While Maharashtra's school Education Minister Varsha Gaikwad did specify that parent's consent is mandatory, many parents said they preferred the online education mode to classroom lectures due to the threat of Covid-19 infection.

Written by Alifiya Khan | Pune | Updated: November 7, 2020 12:32:39 pm
Maharashtra school reopen, Maharashtra Covid crisis, Varsha Gaekwad, Maharashtra classes, maharashtra physical classesMaharashtra's school Education Minister Varsha Gaikwad

Even as Maharashtra’s school Education Minister Varsha Gaikwad said on Friday that the state is considering reopening schools after November 23 for students of Class IX to XII, most parents are wary of the risks involved in classes that require physical presence of students during a pandemic.

While the minister did specify that parent’s consent is mandatory, many parents said they preferred the online education mode to classroom lectures due to the threat of Covid-19 infection.

“Given a choice, I don’t want to send my son to school this year. He is in Class IX so his board exams are next year… I think he can still catch up. While there were initial hiccups, now the rhythm of online classes has set in. Besides, I choose his safety over marks,” said Sunita Gupta, a resident of Undri.

Scores of parents like Gupta, who heard Gaikwad’s announcement on Friday, said they were unwilling to take the risk.

“While we understand that this is a crucial year for our children and that’s why they have decided to hold classes from Class IX to XII, but is the risk to our children lesser than that to younger children, or are their lives not as precious? Once the vaccine comes in, it’s fine… but why now? The online classroom lectures are going just fine and so are coaching classes. In fact, now we can keep a tab on them, even I am keeping myself abreast of his syllabus and progress so I don’t see the need for classroom lectures, ” said Usha Vaidya, whose son Abir studies in Class X.

Another concern that parents have is the division of teaching staff between online and offline classes. “Currently, all teachers are engaged in online teaching. When they resume classroom teaching, how will they divide the manpower… because subject teachers are specialised. I think some challenge lies ahead for schools as they would have to offer both online and offline classroom lectures, because many parents will refuse to send their children to school, ” said Neelima Mukherjee, parent of a Class IX student.

........

APPLY WHAT YOU READ:
**A.** In the article on reopening Maharashtra schools, after what date is the state considering reopening schools, and for which classes?
**B.** Condense the paragraph of the article on reopening Maharashtra schools that begins "Another concern that parents have" into a short bulleted list that keeps its main facts.

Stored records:
........

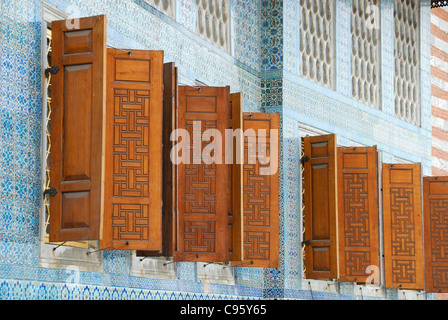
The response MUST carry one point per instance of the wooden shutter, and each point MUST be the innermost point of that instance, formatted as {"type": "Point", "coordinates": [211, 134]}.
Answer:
{"type": "Point", "coordinates": [133, 175]}
{"type": "Point", "coordinates": [260, 194]}
{"type": "Point", "coordinates": [403, 256]}
{"type": "Point", "coordinates": [169, 192]}
{"type": "Point", "coordinates": [357, 212]}
{"type": "Point", "coordinates": [236, 180]}
{"type": "Point", "coordinates": [78, 109]}
{"type": "Point", "coordinates": [203, 188]}
{"type": "Point", "coordinates": [320, 207]}
{"type": "Point", "coordinates": [435, 204]}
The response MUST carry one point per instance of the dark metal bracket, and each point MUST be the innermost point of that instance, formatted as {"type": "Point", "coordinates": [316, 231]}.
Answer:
{"type": "Point", "coordinates": [52, 192]}
{"type": "Point", "coordinates": [116, 245]}
{"type": "Point", "coordinates": [304, 159]}
{"type": "Point", "coordinates": [52, 70]}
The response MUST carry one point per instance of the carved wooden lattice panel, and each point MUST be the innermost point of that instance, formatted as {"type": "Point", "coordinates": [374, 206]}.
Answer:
{"type": "Point", "coordinates": [358, 212]}
{"type": "Point", "coordinates": [77, 129]}
{"type": "Point", "coordinates": [203, 186]}
{"type": "Point", "coordinates": [403, 253]}
{"type": "Point", "coordinates": [133, 174]}
{"type": "Point", "coordinates": [169, 186]}
{"type": "Point", "coordinates": [260, 191]}
{"type": "Point", "coordinates": [320, 207]}
{"type": "Point", "coordinates": [435, 204]}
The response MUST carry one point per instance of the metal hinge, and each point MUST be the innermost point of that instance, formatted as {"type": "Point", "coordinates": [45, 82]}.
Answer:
{"type": "Point", "coordinates": [304, 159]}
{"type": "Point", "coordinates": [307, 242]}
{"type": "Point", "coordinates": [52, 70]}
{"type": "Point", "coordinates": [52, 192]}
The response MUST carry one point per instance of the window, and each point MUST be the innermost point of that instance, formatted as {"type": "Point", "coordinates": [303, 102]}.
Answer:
{"type": "Point", "coordinates": [365, 53]}
{"type": "Point", "coordinates": [112, 173]}
{"type": "Point", "coordinates": [168, 7]}
{"type": "Point", "coordinates": [407, 60]}
{"type": "Point", "coordinates": [213, 22]}
{"type": "Point", "coordinates": [317, 41]}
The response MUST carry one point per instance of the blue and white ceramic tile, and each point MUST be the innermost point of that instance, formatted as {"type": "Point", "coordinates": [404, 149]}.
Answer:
{"type": "Point", "coordinates": [263, 66]}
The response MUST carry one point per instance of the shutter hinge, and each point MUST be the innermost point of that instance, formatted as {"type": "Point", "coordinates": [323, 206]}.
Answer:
{"type": "Point", "coordinates": [53, 70]}
{"type": "Point", "coordinates": [304, 159]}
{"type": "Point", "coordinates": [307, 242]}
{"type": "Point", "coordinates": [52, 192]}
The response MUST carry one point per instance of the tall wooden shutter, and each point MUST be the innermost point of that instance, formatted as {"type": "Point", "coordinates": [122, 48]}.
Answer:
{"type": "Point", "coordinates": [133, 175]}
{"type": "Point", "coordinates": [320, 207]}
{"type": "Point", "coordinates": [78, 101]}
{"type": "Point", "coordinates": [260, 193]}
{"type": "Point", "coordinates": [357, 212]}
{"type": "Point", "coordinates": [203, 188]}
{"type": "Point", "coordinates": [403, 255]}
{"type": "Point", "coordinates": [169, 192]}
{"type": "Point", "coordinates": [435, 204]}
{"type": "Point", "coordinates": [236, 180]}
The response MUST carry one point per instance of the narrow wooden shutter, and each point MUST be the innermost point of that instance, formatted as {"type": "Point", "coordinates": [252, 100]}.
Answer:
{"type": "Point", "coordinates": [357, 212]}
{"type": "Point", "coordinates": [236, 180]}
{"type": "Point", "coordinates": [78, 101]}
{"type": "Point", "coordinates": [403, 255]}
{"type": "Point", "coordinates": [260, 193]}
{"type": "Point", "coordinates": [169, 192]}
{"type": "Point", "coordinates": [203, 188]}
{"type": "Point", "coordinates": [435, 204]}
{"type": "Point", "coordinates": [320, 207]}
{"type": "Point", "coordinates": [133, 175]}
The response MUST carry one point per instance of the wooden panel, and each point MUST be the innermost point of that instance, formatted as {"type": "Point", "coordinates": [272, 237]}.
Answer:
{"type": "Point", "coordinates": [260, 192]}
{"type": "Point", "coordinates": [357, 212]}
{"type": "Point", "coordinates": [133, 175]}
{"type": "Point", "coordinates": [78, 110]}
{"type": "Point", "coordinates": [403, 255]}
{"type": "Point", "coordinates": [435, 204]}
{"type": "Point", "coordinates": [236, 180]}
{"type": "Point", "coordinates": [203, 188]}
{"type": "Point", "coordinates": [320, 207]}
{"type": "Point", "coordinates": [169, 230]}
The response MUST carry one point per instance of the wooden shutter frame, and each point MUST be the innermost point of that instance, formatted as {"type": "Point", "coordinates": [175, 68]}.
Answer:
{"type": "Point", "coordinates": [434, 267]}
{"type": "Point", "coordinates": [415, 185]}
{"type": "Point", "coordinates": [332, 242]}
{"type": "Point", "coordinates": [273, 228]}
{"type": "Point", "coordinates": [372, 247]}
{"type": "Point", "coordinates": [170, 184]}
{"type": "Point", "coordinates": [131, 82]}
{"type": "Point", "coordinates": [93, 44]}
{"type": "Point", "coordinates": [236, 181]}
{"type": "Point", "coordinates": [220, 254]}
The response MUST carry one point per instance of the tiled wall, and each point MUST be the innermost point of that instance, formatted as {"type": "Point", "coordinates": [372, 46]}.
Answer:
{"type": "Point", "coordinates": [264, 66]}
{"type": "Point", "coordinates": [439, 89]}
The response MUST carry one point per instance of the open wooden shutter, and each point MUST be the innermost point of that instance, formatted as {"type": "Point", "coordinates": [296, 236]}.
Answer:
{"type": "Point", "coordinates": [169, 192]}
{"type": "Point", "coordinates": [236, 180]}
{"type": "Point", "coordinates": [320, 207]}
{"type": "Point", "coordinates": [203, 188]}
{"type": "Point", "coordinates": [133, 174]}
{"type": "Point", "coordinates": [357, 212]}
{"type": "Point", "coordinates": [260, 192]}
{"type": "Point", "coordinates": [78, 109]}
{"type": "Point", "coordinates": [403, 255]}
{"type": "Point", "coordinates": [435, 204]}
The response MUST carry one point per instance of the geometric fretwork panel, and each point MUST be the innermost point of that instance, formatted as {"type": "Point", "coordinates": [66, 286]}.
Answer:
{"type": "Point", "coordinates": [130, 222]}
{"type": "Point", "coordinates": [199, 236]}
{"type": "Point", "coordinates": [356, 213]}
{"type": "Point", "coordinates": [200, 179]}
{"type": "Point", "coordinates": [257, 192]}
{"type": "Point", "coordinates": [402, 224]}
{"type": "Point", "coordinates": [404, 271]}
{"type": "Point", "coordinates": [131, 143]}
{"type": "Point", "coordinates": [439, 229]}
{"type": "Point", "coordinates": [256, 245]}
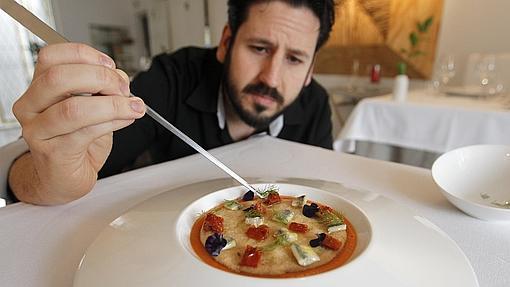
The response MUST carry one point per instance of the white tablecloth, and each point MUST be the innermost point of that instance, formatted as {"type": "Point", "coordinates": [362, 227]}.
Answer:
{"type": "Point", "coordinates": [42, 246]}
{"type": "Point", "coordinates": [428, 122]}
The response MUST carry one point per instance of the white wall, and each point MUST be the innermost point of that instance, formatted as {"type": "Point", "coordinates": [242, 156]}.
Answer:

........

SOLUTIONS TO THE EXERCISE:
**A.** After November 23, for students of Class IX to XII.

**B.**
- Parents are concerned about how teaching staff will be divided between online and offline classes.
- Neelima Mukherjee, parent of a Class IX student, noted that all teachers currently teach online.
- She said subject teachers are specialized, so dividing staff will be difficult.
- She expects schools to face a challenge offering both online and offline lectures, because many parents will refuse to send their children to school.